Image-grounded pointing data:
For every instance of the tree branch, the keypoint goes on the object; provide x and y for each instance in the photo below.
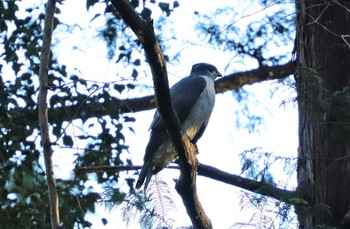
(116, 106)
(42, 109)
(186, 185)
(211, 172)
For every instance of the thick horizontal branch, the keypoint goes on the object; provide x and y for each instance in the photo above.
(186, 185)
(113, 106)
(215, 174)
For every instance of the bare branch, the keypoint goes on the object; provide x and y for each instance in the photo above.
(212, 173)
(186, 185)
(43, 117)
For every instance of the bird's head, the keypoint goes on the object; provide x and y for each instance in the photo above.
(205, 69)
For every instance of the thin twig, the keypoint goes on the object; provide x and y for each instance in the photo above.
(43, 117)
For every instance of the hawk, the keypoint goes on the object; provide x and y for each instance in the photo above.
(193, 99)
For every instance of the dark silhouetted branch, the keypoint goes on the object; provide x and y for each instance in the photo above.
(215, 174)
(43, 118)
(186, 185)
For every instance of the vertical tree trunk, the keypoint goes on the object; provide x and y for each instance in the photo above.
(323, 82)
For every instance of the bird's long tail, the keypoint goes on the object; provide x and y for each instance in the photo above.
(146, 173)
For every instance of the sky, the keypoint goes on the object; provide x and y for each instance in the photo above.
(222, 141)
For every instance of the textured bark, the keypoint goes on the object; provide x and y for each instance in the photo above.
(43, 117)
(186, 151)
(323, 63)
(211, 172)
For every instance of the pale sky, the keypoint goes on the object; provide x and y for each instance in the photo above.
(220, 145)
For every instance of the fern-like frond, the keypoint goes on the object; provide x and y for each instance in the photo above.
(153, 208)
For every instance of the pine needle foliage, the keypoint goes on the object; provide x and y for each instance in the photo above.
(153, 208)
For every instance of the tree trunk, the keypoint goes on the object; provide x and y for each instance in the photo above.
(323, 83)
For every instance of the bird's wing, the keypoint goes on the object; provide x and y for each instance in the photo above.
(184, 95)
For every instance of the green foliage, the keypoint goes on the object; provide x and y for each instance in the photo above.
(79, 123)
(154, 209)
(23, 188)
(257, 164)
(264, 213)
(251, 41)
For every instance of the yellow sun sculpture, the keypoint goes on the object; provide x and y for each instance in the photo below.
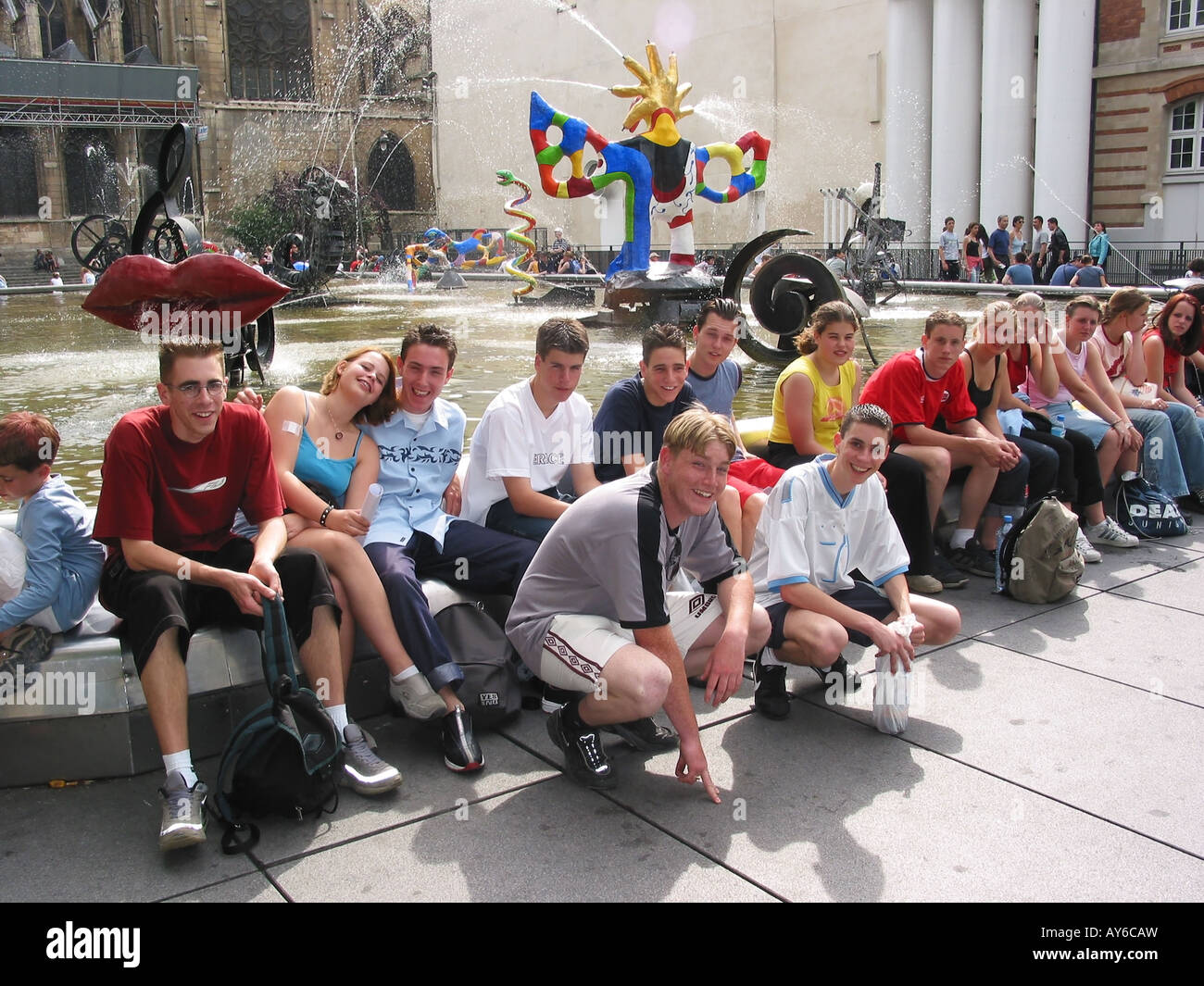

◆ Task details:
Output, exactly and only, the lines beginning with the one that contains "For every instance of the tree trunk, the" and ending at the last line of the records above. Drop the pictures.

◆ Answer box:
For every instance of the tree trunk, the keypoint goes on the object; provide x and y for each instance in the photo above.
(323, 83)
For every instance of the bird's wing, the keypoint goes on the object; provide x and y for each instance in the photo above.
(184, 95)
For every instance of the green foliage, the keypoint goes on the object; provide x and y for each instance in the photo above.
(79, 123)
(154, 209)
(23, 188)
(257, 164)
(264, 213)
(251, 41)
For every instance of the yellow sun sculpture, the keypoint goes on the object; provide x and y for each instance in the photo below.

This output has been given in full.